■ **Directive a**
Please summarize the streaming audio thread below in two sentences.

Streaming audio generatiron? #44

Meshwa428 · 2024-12-07T08:18:57Z

I know that this model is llama based, and would like to see if it is capable of doing streaming TTS. like all those llama models are able to generate text as streams right? then allowing this model to do streaming TTS would be a great idea.
Can we do something like obtaining partial Tensors from the model and convert them to audio tokens ?
and then joining the partial audio to make a full audio?

edwko · 2024-12-07T08:25:01Z

I'm working on the streaming feature. It's not very straightforward due to the audio encoder model, but I'll hopefully push an update soon adding this feature for GGUF models for now.

Meshwa428 · 2024-12-07T09:02:34Z

Can't wait to try it out! 😊. I checked out this PR and it seems to have a good implementation for EXL2. can we extend it to llama_cpp?

edwko · 2024-12-07T10:23:30Z

Yes, all the backends will have streaming support, that's the plan. Will probably release first for llama cpp as mentioned. The implementation I've developed is quite different from the PR to handle audio streaming better. I'll get back to that PR for the EXL2 implementation when this is ready.

jadams777 · 2024-12-07T17:23:13Z

+1 for streaming audio.

Meshwa428 · 2024-12-07T17:24:47Z

Well I am also trying to implement it on my own if possible. Stay tuned. Either me or @edwko will update soon 😊

Meshwa428 · 2024-12-08T08:47:11Z

doing GGUF was pretty easy
edit the model.py with the below code

class GGUFModel:
    def __init__(
            self,
            model_path: str,
            n_gpu_layers: int = 0,
            max_seq_length: int = 4096,
            additional_model_config: dict = {}
    ) -> None:
        
        if not _GGUF_AVAILABLE:
            raise ImportError(
                "llama_cpp python module not found."
                "To use the GGUF model you must install llama cpp python manually."
            )

        additional_model_config["n_ctx"] = max_seq_length
        self.model = Llama(
            model_path=model_path,
            n_gpu_layers=n_gpu_layers,
            **additional_model_config
        )
    
    def generate(self, input_ids: list[int], config: GenerationConfig) -> list[int]:
        tokens = []
        for token in self.model.generate(
            input_ids,
            temp=config.temperature,
            repeat_penalty=config.repetition_penalty,
            **config.additional_gen_config,
        ):
            tokens.append(token)

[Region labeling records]
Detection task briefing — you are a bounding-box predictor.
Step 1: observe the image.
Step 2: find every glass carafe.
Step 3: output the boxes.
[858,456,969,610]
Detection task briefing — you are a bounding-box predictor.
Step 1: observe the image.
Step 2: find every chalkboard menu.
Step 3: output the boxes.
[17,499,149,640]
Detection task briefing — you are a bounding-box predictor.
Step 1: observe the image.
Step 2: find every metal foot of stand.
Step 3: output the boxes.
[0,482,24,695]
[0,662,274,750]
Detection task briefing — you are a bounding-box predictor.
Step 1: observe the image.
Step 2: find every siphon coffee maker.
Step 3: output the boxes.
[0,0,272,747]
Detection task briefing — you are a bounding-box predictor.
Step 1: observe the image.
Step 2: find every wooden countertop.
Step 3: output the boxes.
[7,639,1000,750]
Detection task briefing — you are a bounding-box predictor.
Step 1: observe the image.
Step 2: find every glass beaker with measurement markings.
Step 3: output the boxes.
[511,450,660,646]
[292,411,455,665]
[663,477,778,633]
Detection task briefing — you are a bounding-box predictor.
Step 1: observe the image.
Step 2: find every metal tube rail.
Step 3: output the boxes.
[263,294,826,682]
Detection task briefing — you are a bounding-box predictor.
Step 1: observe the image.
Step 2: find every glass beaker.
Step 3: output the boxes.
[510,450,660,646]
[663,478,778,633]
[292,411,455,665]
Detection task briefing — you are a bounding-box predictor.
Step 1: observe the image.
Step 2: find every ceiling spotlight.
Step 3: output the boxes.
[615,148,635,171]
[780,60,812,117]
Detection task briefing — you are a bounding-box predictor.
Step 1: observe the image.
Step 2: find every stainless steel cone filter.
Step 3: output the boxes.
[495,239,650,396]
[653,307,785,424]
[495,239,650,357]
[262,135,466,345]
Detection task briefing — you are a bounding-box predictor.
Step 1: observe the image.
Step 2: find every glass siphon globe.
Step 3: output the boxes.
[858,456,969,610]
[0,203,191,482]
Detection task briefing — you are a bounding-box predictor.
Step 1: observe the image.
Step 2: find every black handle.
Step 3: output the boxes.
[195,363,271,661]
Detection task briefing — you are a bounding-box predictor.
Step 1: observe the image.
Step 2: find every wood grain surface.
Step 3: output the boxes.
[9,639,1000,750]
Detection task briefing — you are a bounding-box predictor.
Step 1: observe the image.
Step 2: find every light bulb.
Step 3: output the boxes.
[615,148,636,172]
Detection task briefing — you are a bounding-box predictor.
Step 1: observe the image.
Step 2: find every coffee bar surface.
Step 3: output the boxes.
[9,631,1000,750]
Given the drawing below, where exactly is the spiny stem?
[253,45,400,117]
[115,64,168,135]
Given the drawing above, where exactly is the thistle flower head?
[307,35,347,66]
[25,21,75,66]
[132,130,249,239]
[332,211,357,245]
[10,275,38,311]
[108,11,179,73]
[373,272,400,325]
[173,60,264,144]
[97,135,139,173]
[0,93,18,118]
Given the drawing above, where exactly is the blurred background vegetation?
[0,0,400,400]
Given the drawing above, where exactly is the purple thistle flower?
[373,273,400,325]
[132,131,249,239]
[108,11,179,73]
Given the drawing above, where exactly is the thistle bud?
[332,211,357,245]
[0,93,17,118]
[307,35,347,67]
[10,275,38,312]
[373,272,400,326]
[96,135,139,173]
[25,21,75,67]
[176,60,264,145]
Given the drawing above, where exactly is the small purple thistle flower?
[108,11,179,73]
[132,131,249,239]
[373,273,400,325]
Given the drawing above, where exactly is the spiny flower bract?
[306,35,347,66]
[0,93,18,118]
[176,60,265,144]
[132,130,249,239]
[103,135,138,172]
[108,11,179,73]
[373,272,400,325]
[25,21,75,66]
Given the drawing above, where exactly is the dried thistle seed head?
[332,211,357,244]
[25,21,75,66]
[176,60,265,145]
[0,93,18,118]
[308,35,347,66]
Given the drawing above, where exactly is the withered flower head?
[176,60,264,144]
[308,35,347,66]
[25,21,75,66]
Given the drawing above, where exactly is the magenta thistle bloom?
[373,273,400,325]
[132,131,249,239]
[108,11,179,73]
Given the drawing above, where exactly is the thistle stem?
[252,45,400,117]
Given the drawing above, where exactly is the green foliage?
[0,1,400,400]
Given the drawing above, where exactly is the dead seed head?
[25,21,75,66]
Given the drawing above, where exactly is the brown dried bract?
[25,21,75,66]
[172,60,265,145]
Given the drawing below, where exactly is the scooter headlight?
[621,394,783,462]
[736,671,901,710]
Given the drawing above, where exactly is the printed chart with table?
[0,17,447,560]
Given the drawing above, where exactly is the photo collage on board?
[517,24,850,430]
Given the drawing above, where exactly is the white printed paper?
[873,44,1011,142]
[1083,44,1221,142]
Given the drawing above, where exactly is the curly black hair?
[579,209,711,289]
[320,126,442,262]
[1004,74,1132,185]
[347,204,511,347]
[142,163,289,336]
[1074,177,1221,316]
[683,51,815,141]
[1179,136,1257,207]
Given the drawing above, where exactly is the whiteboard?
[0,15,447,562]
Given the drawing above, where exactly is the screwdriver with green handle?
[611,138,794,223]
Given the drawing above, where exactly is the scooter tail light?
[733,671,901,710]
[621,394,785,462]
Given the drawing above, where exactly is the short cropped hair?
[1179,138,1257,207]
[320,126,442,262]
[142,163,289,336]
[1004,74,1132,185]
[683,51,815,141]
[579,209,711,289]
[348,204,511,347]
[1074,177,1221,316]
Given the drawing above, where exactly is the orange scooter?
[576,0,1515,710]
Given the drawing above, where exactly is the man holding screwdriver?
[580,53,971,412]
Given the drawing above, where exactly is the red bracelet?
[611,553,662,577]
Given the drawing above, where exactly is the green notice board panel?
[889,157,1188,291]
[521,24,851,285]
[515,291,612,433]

■ **Directive b**
Pull out every line of the records above that contains the string "black", and treat case as significant.

■ **Result a**
Meshwa428 asks whether the llama-based model can do streaming TTS, and edwko replies that he is working on a streaming feature that will come first for GGUF models in llama cpp, with streaming planned for all backends. Meshwa428 then says GGUF was pretty easy and posts code for a GGUFModel class to put into model.py.

■ **Result b**
Step 2: find every black handle.
Given the drawing above, where exactly is the curly black hair?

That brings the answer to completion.